Source text START

Left, Bettman/Corbis; Heidi Schumann for The New York Times
The TV show “Mythbusters” made models of the
Hindenburg to see what role its skin had in the
disaster, left. Jamie Hyneman, a host, said he and
the team “don’t have any pretense of teaching science.”
The Best Science Show on Television?
By JOHN SCHWARTZ
Published: November 21, 2006
ALAMEDA, Calif. — “This is where we blow stuff up.”
Jamie Hyneman — who, to be honest, did not actually use the word “stuff” — stood in front of a two-story, blast-resistant ruin of a building at the back of the former Alameda Point Naval Air Station.
Mr. Hyneman and his colleague, Adam Savage, are the hosts of “Mythbusters” on the Discovery Channel. It may be the best science program on television, in no small part because it does not purport to be a science program at all. What “Mythbusters” is best known for, to paraphrase Mr. Hyneman, is blowing stuff up. And banging stuff together. And setting stuff on fire. The two men do it for fun and ratings, of course. But in a subtle and goofily educational way, they commit mayhem for science’s sake.
As the name implies, the program tests what the creators call myths, hypotheses taken from folklore, history, movies, the Internet and urban legends. Can a skunk’s smell can be neutralized with tomato juice? Did the Confederacy come up with a two-stage rocket that could strike Washington from Richmond, Va.? Can a sunken ship be raised with Ping-Pong balls? Could a car stereo be so loud that it would blow out the windows?
Mr. Hyneman and Mr. Savage, who produce Hollywood special effects and gadgets for a living, come up with ways to challenge each thesis and build experiments with a small crew. If fire and explosions or, say, rotting pig carcasses happen to be involved, well, that’s entertainment.
What they came here to do on a clear and crisp October morning, with San Francisco posing magnificently across the bay, was set the Hindenburg on fire. Three Hindenburgs, actually, to address a debate over what actually doomed the hydrogen-filled zeppelin on May 6, 1937, in Lakehurst, N.J. Hydrogen, of course, is highly flammable and was the obvious culprit in the disaster.
But a counterargument had arisen that the doping paint used to toughen the craft’s skin of fabric contained aluminum powder and other materials that combined to resemble an explosive called thermite. That, the theory goes, made the fabric as combustible as rocket fuel.
To test the theory, the “Mythbusters” crew built three 1/50-scale models over three days. Two had re-creations of the skin on the original craft, and a third — well, we’ll get to that one.

Source text END

◆ What to do ◆
A – Answer from the Mythbusters article:
(i) Which channel airs "Mythbusters"?
(ii) On what date did the Hindenburg disaster happen?
(iii) At what scale did the crew build its Hindenburg models?
B – Repeat the Mythbusters article word for word from "Jamie Hyneman —" to "for science’s sake.".
C – Proceed with the Mythbusters article from its last sentence onward.
The rows have nothing to do with the Mythbusters article.

Data for review START

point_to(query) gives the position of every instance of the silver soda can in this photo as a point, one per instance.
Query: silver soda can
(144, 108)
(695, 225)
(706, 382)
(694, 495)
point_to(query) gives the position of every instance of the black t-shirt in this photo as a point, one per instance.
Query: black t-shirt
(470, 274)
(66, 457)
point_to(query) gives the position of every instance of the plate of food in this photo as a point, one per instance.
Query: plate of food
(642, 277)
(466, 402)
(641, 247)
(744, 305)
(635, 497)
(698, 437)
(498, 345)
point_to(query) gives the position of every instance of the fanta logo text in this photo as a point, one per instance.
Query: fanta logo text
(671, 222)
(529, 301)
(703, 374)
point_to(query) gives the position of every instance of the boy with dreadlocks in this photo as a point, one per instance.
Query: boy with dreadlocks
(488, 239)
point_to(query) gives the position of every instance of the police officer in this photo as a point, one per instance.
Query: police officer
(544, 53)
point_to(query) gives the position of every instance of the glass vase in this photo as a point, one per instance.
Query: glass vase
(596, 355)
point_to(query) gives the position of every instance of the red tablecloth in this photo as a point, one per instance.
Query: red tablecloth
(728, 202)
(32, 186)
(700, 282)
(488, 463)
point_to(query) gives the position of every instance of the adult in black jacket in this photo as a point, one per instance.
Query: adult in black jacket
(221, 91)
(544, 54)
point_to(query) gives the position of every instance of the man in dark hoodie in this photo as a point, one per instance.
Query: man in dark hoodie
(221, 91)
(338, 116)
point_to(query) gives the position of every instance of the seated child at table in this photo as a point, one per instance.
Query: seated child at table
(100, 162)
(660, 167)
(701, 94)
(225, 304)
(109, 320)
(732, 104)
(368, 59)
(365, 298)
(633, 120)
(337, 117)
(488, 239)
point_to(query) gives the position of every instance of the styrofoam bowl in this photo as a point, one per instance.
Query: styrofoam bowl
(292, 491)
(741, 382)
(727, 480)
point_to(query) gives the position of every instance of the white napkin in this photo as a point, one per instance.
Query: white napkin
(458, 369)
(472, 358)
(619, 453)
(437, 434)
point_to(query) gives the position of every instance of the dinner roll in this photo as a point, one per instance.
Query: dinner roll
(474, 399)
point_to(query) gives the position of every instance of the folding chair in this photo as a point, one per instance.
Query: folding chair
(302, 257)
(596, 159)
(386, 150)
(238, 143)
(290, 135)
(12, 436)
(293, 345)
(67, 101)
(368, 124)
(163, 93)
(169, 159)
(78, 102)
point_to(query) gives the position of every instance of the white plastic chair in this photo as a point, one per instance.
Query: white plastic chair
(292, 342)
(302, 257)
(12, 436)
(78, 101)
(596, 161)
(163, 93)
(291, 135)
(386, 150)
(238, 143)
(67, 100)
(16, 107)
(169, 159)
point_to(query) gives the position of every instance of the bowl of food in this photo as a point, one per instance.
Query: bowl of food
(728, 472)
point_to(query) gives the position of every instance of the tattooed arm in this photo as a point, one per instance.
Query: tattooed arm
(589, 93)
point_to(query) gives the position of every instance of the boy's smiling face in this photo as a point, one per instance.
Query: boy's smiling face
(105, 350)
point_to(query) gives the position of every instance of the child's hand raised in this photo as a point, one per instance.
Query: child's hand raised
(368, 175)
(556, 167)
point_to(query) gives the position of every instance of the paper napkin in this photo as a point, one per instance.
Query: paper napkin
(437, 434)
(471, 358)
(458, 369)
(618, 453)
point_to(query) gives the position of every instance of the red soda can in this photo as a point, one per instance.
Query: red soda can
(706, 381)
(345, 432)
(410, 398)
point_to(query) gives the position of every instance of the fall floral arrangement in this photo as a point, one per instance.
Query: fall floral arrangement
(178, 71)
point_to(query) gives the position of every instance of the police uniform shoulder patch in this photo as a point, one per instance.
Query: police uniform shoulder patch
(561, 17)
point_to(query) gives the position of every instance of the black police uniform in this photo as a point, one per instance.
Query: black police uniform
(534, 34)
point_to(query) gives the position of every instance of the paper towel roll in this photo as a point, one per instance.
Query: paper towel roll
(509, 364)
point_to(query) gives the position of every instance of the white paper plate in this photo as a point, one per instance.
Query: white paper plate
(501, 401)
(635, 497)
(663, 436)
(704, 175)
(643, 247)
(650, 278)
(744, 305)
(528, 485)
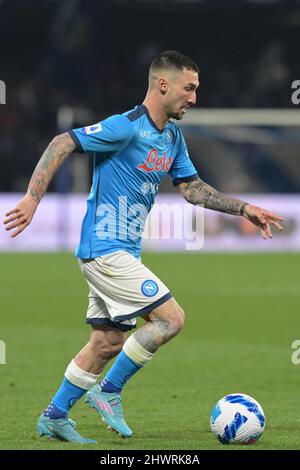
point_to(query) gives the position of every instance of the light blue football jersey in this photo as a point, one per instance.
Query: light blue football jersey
(131, 157)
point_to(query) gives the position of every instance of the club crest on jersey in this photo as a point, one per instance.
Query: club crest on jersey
(92, 129)
(155, 163)
(149, 288)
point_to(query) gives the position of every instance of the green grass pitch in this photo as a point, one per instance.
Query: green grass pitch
(242, 315)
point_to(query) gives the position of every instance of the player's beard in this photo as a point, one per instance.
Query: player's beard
(176, 115)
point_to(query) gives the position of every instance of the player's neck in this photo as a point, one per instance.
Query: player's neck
(157, 115)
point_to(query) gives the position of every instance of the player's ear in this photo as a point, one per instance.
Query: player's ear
(163, 86)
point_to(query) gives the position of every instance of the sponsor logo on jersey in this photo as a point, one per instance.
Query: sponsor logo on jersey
(92, 129)
(155, 163)
(146, 134)
(170, 136)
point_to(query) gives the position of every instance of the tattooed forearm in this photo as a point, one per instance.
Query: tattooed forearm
(55, 154)
(198, 192)
(153, 334)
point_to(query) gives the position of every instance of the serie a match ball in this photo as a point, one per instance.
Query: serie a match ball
(237, 419)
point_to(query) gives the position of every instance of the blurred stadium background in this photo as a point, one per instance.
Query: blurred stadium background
(71, 63)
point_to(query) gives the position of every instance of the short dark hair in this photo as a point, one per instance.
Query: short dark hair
(173, 60)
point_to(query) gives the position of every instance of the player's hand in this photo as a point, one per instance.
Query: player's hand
(263, 219)
(21, 216)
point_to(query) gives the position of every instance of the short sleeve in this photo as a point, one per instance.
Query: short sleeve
(182, 169)
(110, 135)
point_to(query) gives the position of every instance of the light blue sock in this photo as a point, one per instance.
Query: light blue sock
(120, 372)
(66, 397)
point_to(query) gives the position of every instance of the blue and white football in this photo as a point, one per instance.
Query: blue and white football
(237, 419)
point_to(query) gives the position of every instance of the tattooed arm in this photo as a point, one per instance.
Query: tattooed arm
(55, 154)
(198, 192)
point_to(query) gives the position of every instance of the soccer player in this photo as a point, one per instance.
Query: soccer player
(133, 151)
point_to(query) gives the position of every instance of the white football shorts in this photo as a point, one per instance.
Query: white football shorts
(121, 289)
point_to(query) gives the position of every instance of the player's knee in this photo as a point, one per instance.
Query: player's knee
(107, 346)
(176, 321)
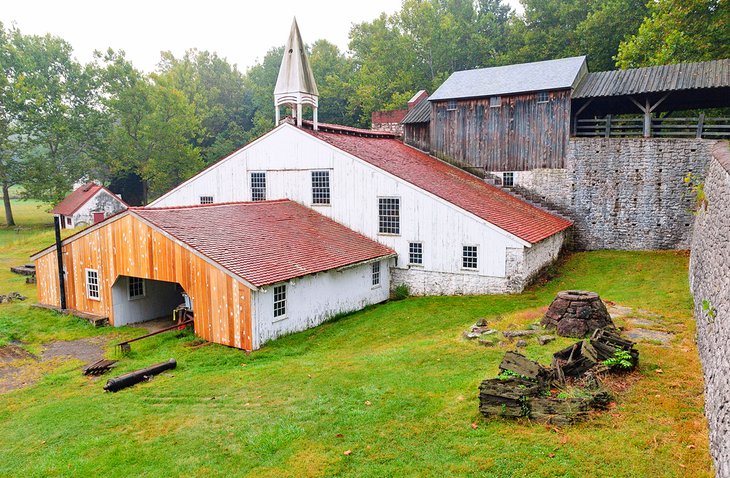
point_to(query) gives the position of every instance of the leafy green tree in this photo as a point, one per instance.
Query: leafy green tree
(678, 31)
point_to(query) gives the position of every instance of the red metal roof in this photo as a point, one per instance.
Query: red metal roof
(78, 198)
(452, 184)
(267, 241)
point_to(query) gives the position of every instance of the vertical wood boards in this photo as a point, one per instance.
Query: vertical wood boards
(129, 247)
(519, 135)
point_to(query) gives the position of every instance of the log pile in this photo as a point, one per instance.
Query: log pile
(524, 388)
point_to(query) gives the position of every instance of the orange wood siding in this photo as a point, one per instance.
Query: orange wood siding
(129, 247)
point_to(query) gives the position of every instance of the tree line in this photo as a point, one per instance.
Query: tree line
(62, 121)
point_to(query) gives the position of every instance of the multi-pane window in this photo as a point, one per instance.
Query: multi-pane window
(258, 186)
(415, 253)
(469, 258)
(135, 288)
(320, 187)
(376, 273)
(280, 301)
(92, 284)
(508, 179)
(389, 215)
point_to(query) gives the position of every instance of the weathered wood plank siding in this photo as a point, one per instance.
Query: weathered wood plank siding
(129, 247)
(417, 135)
(519, 135)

Data for review END

◆ Answers by task ◆
A –
(i) The Discovery Channel
(ii) May 6, 1937
(iii) 1/50 scale

B –
Jamie Hyneman — who, to be honest, did not actually use the word “stuff” — stood in front of a two-story, blast-resistant ruin of a building at the back of the former Alameda Point Naval Air Station.
Mr. Hyneman and his colleague, Adam Savage, are the hosts of “Mythbusters” on the Discovery Channel. It may be the best science program on television, in no small part because it does not purport to be a science program at all. What “Mythbusters” is best known for, to paraphrase Mr. Hyneman, is blowing stuff up. And banging stuff together. And setting stuff on fire. The two men do it for fun and ratings, of course. But in a subtle and goofily educational way, they commit mayhem for science’s sake.

C –
The three members of the “build team,” Tory Belleci, Kari Byron and Grant Imahara, were not on the set the day of the shoot, but a small video team was. Cameras captured the action from several angles. Mr. Savage had also placed one camera on the ground, facing up toward the mini-blimp, with tiny models of people placed nearby to mimic the newsreel scenes.
It was time to make a disaster happen. Mr. Hyneman stood by an open door of the building to manipulate a long pole with a gas torch that he used to ignite the mini-zeppelin, which was more than 10 feet long, hanging inside. Mr. Savage pinballed between peeking through the door and sitting under a canopy outside watching video monitors.
The first blimp, not filled with hydrogen, burned slowly at its tail end for a minute and a half and then foomph! Fire raced along its length in just a few seconds. Mr. Savage shouted, “Oh, my God, look how fast it’s going!”
“Say it again,” the sound man said, moving in closer.
“Oh, my God, look how fast it’s going through the top!” Mr. Savage exclaimed again. And then, as if forgetting that the camera was still rolling, added softly, “It’s so beautiful.”
Mythbusters is one of my favorite TV shows. Mostly because it's clever. And they blow things up and shoot them.
Seriously, cable allows for more diverse shows which don't follow the NOVA model of hour long documentaries.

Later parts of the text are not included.